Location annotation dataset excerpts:
—————
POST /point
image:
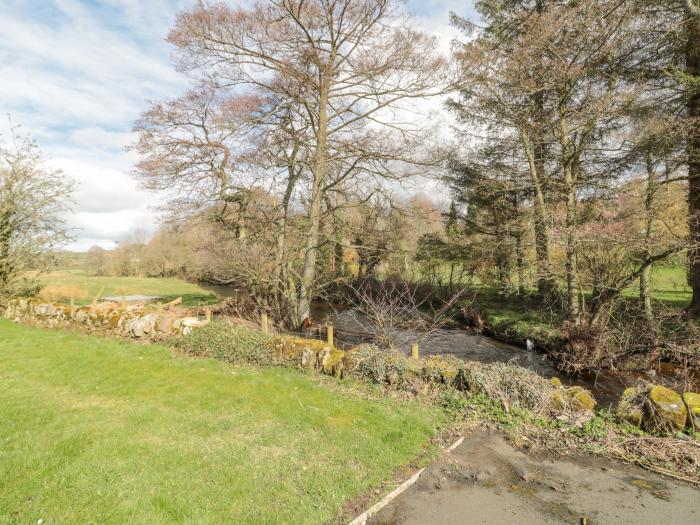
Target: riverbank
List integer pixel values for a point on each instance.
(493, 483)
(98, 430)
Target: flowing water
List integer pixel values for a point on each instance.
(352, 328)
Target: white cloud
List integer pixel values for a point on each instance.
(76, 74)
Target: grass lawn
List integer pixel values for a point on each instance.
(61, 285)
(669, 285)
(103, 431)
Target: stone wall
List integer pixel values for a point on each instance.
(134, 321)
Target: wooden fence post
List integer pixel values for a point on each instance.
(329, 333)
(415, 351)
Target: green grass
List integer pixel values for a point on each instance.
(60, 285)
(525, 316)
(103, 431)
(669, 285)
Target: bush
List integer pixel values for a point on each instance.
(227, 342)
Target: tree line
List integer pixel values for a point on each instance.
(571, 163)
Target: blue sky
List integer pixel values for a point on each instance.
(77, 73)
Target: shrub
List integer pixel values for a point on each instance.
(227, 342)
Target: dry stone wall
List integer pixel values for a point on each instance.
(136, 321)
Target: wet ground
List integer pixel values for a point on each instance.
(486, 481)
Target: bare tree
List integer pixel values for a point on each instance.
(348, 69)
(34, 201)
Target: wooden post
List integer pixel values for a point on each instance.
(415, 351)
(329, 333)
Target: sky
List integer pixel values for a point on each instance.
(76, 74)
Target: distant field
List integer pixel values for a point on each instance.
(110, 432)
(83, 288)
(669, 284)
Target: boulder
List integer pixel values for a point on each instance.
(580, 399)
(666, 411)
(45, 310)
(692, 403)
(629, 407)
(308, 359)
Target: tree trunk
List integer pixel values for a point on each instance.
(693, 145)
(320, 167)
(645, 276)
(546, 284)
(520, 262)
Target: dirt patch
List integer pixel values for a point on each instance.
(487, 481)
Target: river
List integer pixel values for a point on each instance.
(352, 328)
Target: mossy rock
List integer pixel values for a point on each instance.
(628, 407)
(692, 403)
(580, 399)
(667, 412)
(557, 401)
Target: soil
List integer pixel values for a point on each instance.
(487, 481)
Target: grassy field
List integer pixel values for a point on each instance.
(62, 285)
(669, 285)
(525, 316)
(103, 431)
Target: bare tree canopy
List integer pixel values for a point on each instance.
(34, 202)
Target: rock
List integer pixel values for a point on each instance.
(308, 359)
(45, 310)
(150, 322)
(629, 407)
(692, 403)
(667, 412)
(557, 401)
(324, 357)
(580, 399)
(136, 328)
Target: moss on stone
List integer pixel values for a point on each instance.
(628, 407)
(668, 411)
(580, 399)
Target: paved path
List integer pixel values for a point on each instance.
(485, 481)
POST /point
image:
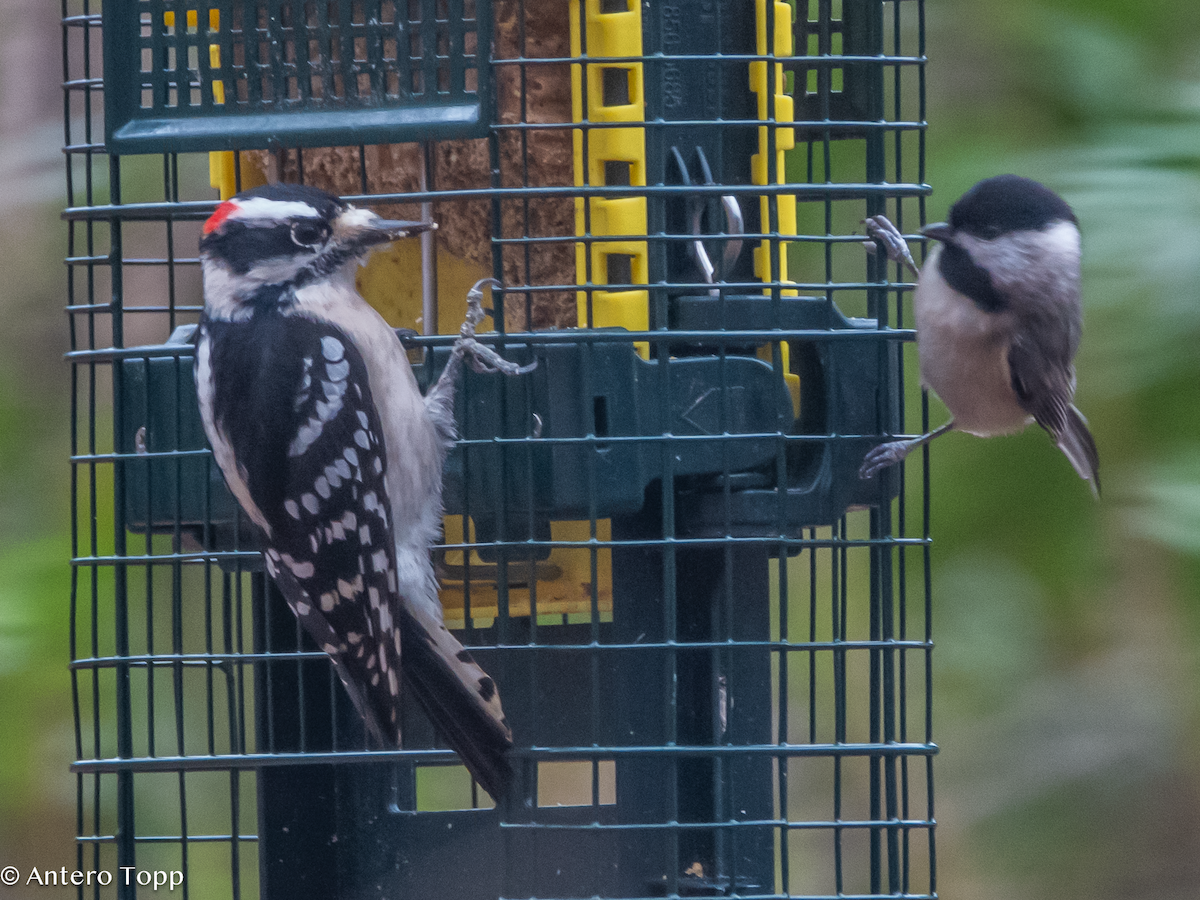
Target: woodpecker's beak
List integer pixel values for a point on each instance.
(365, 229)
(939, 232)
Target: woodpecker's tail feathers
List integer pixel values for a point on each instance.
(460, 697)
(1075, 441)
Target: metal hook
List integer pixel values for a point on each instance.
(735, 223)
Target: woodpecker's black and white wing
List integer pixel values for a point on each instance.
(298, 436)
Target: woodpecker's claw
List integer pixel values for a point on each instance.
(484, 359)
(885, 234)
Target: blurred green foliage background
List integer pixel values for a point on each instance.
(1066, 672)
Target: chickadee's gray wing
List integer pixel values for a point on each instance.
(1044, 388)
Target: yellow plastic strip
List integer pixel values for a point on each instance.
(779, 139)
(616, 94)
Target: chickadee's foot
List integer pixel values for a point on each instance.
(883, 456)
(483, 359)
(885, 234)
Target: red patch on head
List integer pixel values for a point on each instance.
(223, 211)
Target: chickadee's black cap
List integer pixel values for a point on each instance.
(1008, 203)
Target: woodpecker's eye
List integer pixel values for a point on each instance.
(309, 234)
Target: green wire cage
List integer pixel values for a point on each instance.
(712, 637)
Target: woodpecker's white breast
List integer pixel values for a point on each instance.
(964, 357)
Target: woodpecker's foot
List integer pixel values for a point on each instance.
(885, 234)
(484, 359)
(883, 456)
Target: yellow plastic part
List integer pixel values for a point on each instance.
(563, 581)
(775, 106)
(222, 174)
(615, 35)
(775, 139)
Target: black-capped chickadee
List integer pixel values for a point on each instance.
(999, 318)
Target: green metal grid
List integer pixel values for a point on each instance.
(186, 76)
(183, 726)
—————
DIRECTIONS: Only the lines from the one containing "Target: red patch on head" to the end of the data should be printed, exactly as they stand.

CORRECT RESPONSE:
Target: red patch on head
List integer pixel values for a point on each instance.
(223, 211)
Target: chickadee's black cap
List integer pixel values for a point on each instance.
(1008, 203)
Target: woodpecker's eye
List integer pixel values for a point on each instance.
(309, 234)
Target: green wire cage
List integer pixel values for a point on each instance.
(712, 637)
Target: woodpecker's white breast
List integer pixel values for a point on each instance.
(964, 357)
Target: woodpecker's foot
List integer pixel values for a point on each instance.
(885, 234)
(484, 359)
(883, 456)
Target: yellow plastic part
List integer pixel values for a point on each instance.
(563, 581)
(775, 106)
(222, 174)
(615, 35)
(775, 139)
Target: black-capped chickadee
List integer pixel values for a point on each instance.
(999, 318)
Target: green metal grid
List integer pixel values for a point on each instance.
(186, 76)
(183, 726)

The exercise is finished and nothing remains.